• [Problem]: Under this line sits a listing. Repeat exactly and only its lines from the one holding "We need bounding boxes for distant bird" through the one holding "We need bounding boxes for water"; skip pictures.

(Given records)

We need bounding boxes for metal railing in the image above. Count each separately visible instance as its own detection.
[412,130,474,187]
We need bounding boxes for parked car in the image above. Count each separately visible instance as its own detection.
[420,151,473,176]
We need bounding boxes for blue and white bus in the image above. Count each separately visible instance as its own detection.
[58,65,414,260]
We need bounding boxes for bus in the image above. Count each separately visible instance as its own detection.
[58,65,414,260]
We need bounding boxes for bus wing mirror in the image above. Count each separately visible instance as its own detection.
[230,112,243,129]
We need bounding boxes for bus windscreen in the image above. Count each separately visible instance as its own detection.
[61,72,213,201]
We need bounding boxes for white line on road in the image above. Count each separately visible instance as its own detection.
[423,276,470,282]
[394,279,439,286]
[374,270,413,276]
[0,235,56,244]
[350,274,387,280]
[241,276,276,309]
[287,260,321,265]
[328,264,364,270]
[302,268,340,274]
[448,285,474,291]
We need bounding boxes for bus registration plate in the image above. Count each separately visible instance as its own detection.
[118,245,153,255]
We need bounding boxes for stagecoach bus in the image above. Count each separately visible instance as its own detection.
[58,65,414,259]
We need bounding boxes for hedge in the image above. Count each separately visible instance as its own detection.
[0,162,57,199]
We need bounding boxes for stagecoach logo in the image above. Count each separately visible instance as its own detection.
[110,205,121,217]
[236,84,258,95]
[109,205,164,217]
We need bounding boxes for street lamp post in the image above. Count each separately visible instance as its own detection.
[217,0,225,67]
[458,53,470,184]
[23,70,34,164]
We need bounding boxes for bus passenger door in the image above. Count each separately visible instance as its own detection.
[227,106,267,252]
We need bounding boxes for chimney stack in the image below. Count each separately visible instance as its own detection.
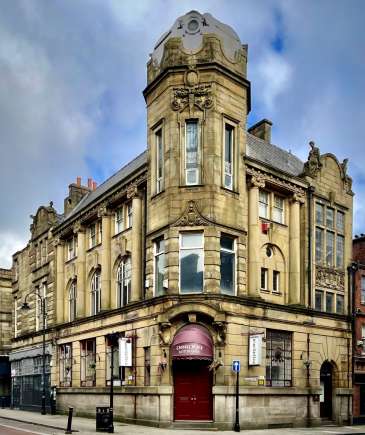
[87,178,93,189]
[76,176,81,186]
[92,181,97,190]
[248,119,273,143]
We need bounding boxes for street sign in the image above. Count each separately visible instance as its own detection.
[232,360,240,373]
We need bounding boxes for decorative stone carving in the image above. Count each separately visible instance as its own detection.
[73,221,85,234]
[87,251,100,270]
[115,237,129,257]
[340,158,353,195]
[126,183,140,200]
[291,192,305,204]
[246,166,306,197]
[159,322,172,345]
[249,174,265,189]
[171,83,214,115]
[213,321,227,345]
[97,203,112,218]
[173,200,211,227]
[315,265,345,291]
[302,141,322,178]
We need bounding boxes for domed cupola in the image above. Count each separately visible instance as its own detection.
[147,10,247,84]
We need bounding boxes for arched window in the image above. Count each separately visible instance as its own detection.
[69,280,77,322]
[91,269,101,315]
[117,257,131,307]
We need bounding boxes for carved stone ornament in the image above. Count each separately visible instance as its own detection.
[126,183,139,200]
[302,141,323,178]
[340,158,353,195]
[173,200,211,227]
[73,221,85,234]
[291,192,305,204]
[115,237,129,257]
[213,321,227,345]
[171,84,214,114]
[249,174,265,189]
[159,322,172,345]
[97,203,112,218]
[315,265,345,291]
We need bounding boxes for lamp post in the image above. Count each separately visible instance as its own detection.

(End Given records)
(Given records)

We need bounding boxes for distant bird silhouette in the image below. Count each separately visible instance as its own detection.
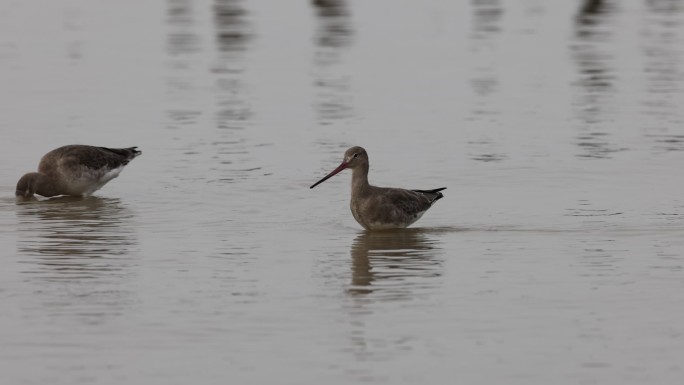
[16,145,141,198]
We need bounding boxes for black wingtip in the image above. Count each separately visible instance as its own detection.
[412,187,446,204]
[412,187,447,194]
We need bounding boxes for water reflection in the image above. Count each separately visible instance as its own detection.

(End Given records)
(Given records)

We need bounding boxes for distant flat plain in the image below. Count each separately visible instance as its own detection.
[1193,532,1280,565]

(End Given records)

• [Output]:
We need bounding boxes for distant bird silhouette in the image below. Count each separately visible instance as its own detection.
[16,145,141,198]
We need bounding boxes for black wingtip in the image above. Count each separately visible instance as its own detection.
[412,187,446,204]
[412,187,447,194]
We need bounding boxes for water reflection in the image above. Count each separately visible instance as its own detection.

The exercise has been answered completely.